▶ [The data]
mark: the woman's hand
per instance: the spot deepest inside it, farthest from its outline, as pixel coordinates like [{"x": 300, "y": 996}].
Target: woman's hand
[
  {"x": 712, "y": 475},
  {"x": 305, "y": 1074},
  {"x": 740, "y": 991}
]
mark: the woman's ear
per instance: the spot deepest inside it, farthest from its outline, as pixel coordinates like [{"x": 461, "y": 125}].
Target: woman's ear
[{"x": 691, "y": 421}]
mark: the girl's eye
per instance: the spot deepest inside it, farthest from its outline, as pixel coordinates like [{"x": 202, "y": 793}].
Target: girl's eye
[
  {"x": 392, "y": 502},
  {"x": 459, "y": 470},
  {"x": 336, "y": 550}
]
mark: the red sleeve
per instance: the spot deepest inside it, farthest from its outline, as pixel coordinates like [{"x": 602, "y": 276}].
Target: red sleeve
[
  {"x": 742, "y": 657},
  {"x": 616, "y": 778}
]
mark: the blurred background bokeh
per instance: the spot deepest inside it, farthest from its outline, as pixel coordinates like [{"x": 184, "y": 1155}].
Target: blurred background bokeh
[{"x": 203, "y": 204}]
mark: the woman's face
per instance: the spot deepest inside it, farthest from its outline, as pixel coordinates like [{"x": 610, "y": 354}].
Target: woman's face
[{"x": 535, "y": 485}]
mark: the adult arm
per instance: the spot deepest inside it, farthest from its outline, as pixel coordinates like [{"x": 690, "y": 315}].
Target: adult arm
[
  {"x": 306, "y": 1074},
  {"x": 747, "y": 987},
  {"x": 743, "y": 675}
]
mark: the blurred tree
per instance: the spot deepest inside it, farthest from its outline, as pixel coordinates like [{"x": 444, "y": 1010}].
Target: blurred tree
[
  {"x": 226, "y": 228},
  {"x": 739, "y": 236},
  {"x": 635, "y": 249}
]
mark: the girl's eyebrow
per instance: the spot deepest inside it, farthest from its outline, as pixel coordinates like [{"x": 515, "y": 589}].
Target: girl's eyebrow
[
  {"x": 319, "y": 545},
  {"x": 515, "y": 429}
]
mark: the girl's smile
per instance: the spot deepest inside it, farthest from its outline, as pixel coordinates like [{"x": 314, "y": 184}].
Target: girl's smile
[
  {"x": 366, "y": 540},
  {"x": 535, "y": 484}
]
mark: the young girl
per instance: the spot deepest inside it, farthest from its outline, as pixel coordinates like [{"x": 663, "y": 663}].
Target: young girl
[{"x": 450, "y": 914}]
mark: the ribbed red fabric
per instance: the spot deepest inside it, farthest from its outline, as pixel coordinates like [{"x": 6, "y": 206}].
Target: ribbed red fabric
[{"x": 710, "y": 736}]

▶ [What is needed]
Copy all of the listing above exactly, please.

▶ [Solution to this problem]
mark: the woman's hand
per instance: the spot deepest inside it, farthest from its outline, as pixel coordinates like [{"x": 300, "y": 996}].
Target: woman's hand
[
  {"x": 712, "y": 475},
  {"x": 305, "y": 1074},
  {"x": 740, "y": 991}
]
mark: the woman's ear
per instance: the spot deepest inside it, farthest from its outline, as pixel coordinates like [{"x": 461, "y": 125}].
Target: woman's ear
[{"x": 691, "y": 421}]
mark: the girl's eye
per instance: the spot deepest inside it, farthest from its outline, as pixel coordinates like [{"x": 202, "y": 793}].
Target: girl's eye
[
  {"x": 392, "y": 502},
  {"x": 459, "y": 470},
  {"x": 336, "y": 550}
]
mark: the red sleeve
per instance: the spot deepest inside it, farthest from its outline, as pixel coordinates like [{"x": 602, "y": 276}].
Target: red sleeve
[
  {"x": 742, "y": 657},
  {"x": 616, "y": 778}
]
mark: the blurred background bokeh
per instance: the spot deepest inside it, farthest from its outline, as pixel coordinates like [{"x": 184, "y": 1155}].
Target: blurred background bokeh
[{"x": 203, "y": 204}]
mark: the woman's face
per instance: the spot deepest inside it, farthest from its outline, as pixel coordinates like [{"x": 610, "y": 354}].
Target: woman's face
[{"x": 535, "y": 485}]
mark: the adult arm
per instance: the spot deepest inside it, farthest from its outline, as pixel coordinates like [{"x": 690, "y": 315}].
Target: adult arm
[
  {"x": 306, "y": 1074},
  {"x": 747, "y": 987},
  {"x": 743, "y": 675}
]
mark: the blurred tree
per instance: the spot deepest inside it, farthest from its outline, as pixel coordinates like [{"x": 444, "y": 1010}].
Target: blurred tree
[
  {"x": 226, "y": 228},
  {"x": 739, "y": 236},
  {"x": 635, "y": 249}
]
mark: the girl's eyebrow
per instance: the spot deepest inside it, farthest from its outline, as pixel coordinates like [{"x": 515, "y": 589}].
Target: girl's eyebrow
[
  {"x": 319, "y": 545},
  {"x": 515, "y": 429}
]
mark: the girl's smile
per instance: the spot deepest inside it, farthest from its outline, as pixel coordinates like [{"x": 314, "y": 184}].
Target: girl's smile
[
  {"x": 366, "y": 540},
  {"x": 535, "y": 484}
]
mark: the young girl
per instance: the spot deepest inside it, farthest from its outline, as pixel coordinates like [{"x": 663, "y": 663}].
Target: young girl
[{"x": 450, "y": 914}]
mark: the ribbed red fabric
per instance: the spot deepest inside it, farthest from its outline, as pixel coordinates like [{"x": 6, "y": 206}].
Target: ribbed red fabric
[{"x": 710, "y": 736}]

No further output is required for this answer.